Extracted data entries >>

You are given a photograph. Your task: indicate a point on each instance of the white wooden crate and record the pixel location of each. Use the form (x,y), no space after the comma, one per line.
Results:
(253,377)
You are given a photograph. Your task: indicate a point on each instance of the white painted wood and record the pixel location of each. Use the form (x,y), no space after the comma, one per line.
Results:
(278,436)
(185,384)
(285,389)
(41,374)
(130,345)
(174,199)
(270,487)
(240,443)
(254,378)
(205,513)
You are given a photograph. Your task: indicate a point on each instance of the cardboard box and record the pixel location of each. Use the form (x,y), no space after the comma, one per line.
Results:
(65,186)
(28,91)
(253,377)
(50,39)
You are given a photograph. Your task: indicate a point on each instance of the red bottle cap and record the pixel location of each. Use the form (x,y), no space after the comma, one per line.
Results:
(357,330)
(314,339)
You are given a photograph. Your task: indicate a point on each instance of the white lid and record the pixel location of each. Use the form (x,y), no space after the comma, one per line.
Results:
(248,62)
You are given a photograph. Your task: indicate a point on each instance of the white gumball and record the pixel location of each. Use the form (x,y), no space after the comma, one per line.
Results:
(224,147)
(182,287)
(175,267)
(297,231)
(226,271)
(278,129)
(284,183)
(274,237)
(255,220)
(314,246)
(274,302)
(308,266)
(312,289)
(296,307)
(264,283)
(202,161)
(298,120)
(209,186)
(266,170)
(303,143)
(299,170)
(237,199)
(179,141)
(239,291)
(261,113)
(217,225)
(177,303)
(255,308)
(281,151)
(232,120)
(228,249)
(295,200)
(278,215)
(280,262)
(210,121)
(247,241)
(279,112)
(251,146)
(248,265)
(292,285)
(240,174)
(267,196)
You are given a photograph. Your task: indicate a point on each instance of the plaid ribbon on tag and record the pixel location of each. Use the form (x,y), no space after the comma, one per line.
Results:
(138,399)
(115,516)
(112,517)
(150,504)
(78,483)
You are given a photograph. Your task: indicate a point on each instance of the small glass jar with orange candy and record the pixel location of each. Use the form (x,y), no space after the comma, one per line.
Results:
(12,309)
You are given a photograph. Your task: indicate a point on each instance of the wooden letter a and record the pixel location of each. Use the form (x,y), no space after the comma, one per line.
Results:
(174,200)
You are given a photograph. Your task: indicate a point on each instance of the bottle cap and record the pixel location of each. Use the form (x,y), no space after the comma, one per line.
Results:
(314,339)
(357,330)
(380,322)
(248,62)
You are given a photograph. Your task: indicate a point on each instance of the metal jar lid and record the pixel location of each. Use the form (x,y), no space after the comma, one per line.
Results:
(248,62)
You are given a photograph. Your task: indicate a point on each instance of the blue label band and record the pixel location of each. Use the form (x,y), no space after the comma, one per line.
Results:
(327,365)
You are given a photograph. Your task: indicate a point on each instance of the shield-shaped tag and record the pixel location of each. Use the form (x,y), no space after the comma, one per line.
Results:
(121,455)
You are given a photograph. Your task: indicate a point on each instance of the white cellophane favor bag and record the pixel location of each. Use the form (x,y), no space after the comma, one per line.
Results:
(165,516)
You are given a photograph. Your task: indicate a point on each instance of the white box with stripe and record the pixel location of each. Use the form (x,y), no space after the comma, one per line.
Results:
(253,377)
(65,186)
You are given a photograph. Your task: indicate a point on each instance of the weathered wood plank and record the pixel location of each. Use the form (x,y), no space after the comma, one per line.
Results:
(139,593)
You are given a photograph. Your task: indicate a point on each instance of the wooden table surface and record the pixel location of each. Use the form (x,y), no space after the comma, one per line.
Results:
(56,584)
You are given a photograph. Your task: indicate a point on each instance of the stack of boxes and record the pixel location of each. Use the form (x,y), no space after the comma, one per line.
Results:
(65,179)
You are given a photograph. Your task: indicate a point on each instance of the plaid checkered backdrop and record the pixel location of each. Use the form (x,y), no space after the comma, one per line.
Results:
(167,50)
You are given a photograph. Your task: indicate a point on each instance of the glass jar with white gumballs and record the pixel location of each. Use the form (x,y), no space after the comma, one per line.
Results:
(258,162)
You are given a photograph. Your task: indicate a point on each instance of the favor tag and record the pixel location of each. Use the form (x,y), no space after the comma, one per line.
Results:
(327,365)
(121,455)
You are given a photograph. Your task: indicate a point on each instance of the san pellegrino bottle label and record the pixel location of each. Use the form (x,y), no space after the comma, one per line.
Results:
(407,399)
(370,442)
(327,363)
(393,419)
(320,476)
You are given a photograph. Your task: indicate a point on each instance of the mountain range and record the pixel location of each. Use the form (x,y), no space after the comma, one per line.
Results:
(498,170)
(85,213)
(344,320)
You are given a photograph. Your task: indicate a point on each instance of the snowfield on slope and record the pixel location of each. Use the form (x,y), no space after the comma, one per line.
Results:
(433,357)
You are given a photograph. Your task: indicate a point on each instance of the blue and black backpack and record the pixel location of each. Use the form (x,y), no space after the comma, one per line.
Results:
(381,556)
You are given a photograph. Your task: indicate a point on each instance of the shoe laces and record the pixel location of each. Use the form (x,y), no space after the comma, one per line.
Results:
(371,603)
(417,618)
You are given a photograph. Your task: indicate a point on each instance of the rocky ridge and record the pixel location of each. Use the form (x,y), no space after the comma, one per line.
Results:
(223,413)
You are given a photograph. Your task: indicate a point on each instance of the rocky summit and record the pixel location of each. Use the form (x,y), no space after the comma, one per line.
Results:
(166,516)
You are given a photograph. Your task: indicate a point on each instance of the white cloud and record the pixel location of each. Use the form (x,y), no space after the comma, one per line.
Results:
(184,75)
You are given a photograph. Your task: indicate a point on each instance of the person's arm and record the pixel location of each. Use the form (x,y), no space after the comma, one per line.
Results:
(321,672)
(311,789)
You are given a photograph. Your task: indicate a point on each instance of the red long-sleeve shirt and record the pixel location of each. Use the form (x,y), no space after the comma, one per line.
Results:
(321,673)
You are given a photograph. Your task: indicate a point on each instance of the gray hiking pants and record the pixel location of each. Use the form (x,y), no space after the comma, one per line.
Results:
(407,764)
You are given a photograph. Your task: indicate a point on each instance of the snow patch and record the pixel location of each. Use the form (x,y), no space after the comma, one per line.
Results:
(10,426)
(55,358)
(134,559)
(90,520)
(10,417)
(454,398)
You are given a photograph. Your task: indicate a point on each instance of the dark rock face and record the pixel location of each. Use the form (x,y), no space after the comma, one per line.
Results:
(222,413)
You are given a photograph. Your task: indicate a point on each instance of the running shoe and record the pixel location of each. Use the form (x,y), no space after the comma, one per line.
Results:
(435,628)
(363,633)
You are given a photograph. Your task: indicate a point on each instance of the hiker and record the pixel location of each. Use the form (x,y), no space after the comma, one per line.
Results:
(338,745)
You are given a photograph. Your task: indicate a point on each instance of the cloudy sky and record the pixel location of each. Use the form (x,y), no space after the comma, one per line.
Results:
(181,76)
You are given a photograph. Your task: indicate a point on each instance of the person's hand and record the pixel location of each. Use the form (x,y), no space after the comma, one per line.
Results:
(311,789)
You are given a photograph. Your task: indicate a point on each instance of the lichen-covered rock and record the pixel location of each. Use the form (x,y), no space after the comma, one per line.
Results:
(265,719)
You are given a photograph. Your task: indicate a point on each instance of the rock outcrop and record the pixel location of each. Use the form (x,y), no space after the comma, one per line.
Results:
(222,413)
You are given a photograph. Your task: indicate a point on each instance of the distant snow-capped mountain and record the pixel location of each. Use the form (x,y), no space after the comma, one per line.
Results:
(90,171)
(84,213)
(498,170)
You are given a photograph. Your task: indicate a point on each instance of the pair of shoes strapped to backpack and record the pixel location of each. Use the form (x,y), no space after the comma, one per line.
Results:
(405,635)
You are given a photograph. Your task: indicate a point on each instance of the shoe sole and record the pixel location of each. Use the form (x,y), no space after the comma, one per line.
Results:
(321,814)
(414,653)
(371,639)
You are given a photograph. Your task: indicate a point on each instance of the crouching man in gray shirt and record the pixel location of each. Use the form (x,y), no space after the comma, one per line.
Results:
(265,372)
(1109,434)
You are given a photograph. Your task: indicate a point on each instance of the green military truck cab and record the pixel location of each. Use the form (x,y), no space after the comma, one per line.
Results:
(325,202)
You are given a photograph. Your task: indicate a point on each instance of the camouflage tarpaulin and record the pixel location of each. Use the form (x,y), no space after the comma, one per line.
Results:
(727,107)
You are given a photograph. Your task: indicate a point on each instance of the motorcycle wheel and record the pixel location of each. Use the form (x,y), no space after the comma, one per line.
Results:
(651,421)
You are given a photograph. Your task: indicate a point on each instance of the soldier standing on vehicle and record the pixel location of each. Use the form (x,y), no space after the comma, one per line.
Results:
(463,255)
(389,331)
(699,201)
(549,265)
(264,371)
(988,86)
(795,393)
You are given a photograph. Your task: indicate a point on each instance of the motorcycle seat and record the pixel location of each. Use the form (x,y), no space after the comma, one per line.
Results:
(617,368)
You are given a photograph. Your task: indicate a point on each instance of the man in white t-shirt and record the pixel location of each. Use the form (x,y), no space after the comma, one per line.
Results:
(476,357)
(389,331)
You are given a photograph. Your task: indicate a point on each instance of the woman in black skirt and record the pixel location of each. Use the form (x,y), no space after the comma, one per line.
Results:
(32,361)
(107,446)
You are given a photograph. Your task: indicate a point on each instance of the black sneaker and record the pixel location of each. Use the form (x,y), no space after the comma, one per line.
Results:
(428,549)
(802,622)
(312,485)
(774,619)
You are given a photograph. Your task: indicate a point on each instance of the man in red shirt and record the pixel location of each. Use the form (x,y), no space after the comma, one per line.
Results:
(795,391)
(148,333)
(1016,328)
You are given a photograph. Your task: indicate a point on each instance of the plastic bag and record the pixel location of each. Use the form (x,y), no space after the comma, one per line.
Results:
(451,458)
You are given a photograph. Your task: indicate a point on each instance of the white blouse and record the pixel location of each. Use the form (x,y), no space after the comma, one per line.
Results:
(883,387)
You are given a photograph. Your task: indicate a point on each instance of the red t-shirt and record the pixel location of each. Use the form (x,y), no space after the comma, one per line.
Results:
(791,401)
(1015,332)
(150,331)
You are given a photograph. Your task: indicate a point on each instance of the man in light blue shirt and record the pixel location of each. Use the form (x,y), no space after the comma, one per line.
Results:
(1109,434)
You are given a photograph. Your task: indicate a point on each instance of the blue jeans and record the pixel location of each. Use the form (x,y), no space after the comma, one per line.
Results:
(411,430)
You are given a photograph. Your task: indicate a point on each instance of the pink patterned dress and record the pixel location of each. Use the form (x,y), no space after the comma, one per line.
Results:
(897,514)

Task instructions >> Lines above with "gray" in them are the ones to copy.

Finished exercise >>
You are given a photograph. Your task: indicate a point on each instance of the gray hiking pants and record the pixel location of each. Use the form (x,y), no space after the comma, one per line.
You are given a photograph. Your task: indicate a point on each instance of the crouching man in gray shirt and record the pixel location of each. Use the form (x,y), no space after the comma, one per line.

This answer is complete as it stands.